AVAILABLE RECORDS |
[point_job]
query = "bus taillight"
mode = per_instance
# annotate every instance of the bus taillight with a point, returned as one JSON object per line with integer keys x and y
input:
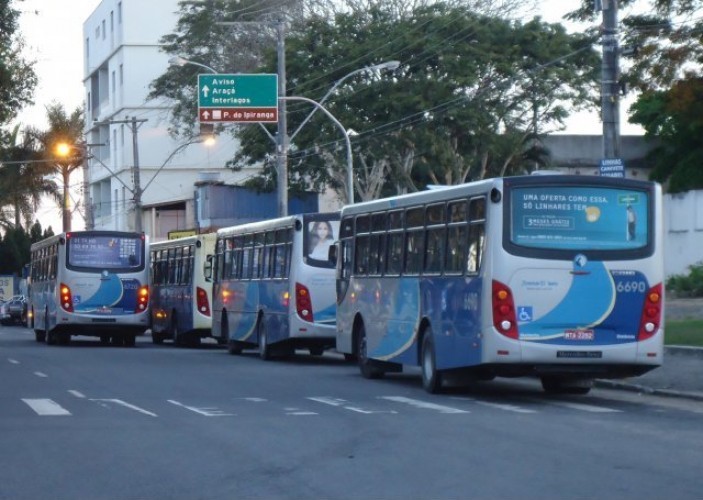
{"x": 303, "y": 304}
{"x": 504, "y": 319}
{"x": 202, "y": 302}
{"x": 143, "y": 298}
{"x": 66, "y": 298}
{"x": 651, "y": 313}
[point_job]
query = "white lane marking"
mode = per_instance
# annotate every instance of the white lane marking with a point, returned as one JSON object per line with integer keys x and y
{"x": 423, "y": 404}
{"x": 46, "y": 407}
{"x": 298, "y": 412}
{"x": 127, "y": 405}
{"x": 345, "y": 404}
{"x": 506, "y": 407}
{"x": 581, "y": 406}
{"x": 208, "y": 412}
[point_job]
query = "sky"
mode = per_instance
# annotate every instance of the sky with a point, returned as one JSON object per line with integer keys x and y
{"x": 59, "y": 65}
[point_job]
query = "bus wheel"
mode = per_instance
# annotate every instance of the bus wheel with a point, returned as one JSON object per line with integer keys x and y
{"x": 431, "y": 377}
{"x": 234, "y": 347}
{"x": 264, "y": 348}
{"x": 560, "y": 385}
{"x": 365, "y": 364}
{"x": 175, "y": 334}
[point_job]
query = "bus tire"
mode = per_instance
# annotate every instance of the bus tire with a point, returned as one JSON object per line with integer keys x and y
{"x": 50, "y": 336}
{"x": 262, "y": 335}
{"x": 175, "y": 333}
{"x": 234, "y": 347}
{"x": 431, "y": 377}
{"x": 367, "y": 369}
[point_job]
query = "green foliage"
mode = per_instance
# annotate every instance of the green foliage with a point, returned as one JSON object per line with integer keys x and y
{"x": 17, "y": 77}
{"x": 687, "y": 285}
{"x": 687, "y": 332}
{"x": 14, "y": 247}
{"x": 674, "y": 118}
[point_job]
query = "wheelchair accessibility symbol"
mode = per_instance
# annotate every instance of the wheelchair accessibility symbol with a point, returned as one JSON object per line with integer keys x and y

YOUR GOAL |
Print the complete listing exactly, apart from any pictures.

WRITTEN ANSWER |
[point_job]
query = "bus taillight"
mode = per_instance
# annotate every instance of the bus taillight with a point, returned as one JSON object per line with integer keys x and y
input:
{"x": 303, "y": 304}
{"x": 504, "y": 319}
{"x": 202, "y": 302}
{"x": 143, "y": 298}
{"x": 66, "y": 298}
{"x": 651, "y": 313}
[point_job]
query = "white lane marking"
mode = per_instance
# annotate every instance of the white lane marking with a point, returned as one JSON object per line with integer keys x and y
{"x": 423, "y": 404}
{"x": 46, "y": 407}
{"x": 298, "y": 412}
{"x": 127, "y": 405}
{"x": 345, "y": 404}
{"x": 506, "y": 407}
{"x": 581, "y": 406}
{"x": 208, "y": 412}
[point_job]
query = "sky"
mode = per_instance
# annotate every instance of the sky with a point, returned as one JSON object per line with integer keys x and y
{"x": 59, "y": 65}
[point_job]
query = "bus wheel"
mode = per_instance
# annotate every instance of the bus wheel with a point, returned as one JSON object per line with integer keys x and y
{"x": 431, "y": 377}
{"x": 234, "y": 347}
{"x": 264, "y": 348}
{"x": 560, "y": 385}
{"x": 365, "y": 364}
{"x": 175, "y": 334}
[point_job]
query = "bus tire"
mode = per_instance
# annotate every instance of the bus tire with a point, returned as one JSON object per line with integer keys x and y
{"x": 50, "y": 336}
{"x": 262, "y": 335}
{"x": 175, "y": 333}
{"x": 234, "y": 347}
{"x": 431, "y": 377}
{"x": 367, "y": 369}
[point_job]
query = "green foliage"
mode = per_instance
# annotate every instance of the green foliage with a point, returned as one JSON object per line with integer keys x and y
{"x": 17, "y": 77}
{"x": 687, "y": 285}
{"x": 687, "y": 332}
{"x": 14, "y": 247}
{"x": 674, "y": 118}
[point_job]
query = "wheelchair accessibility symbol"
mode = per_instance
# annotate every instance of the wheelchair accessibility symbol with a point, returned as one JSON object per line with integer keys x and y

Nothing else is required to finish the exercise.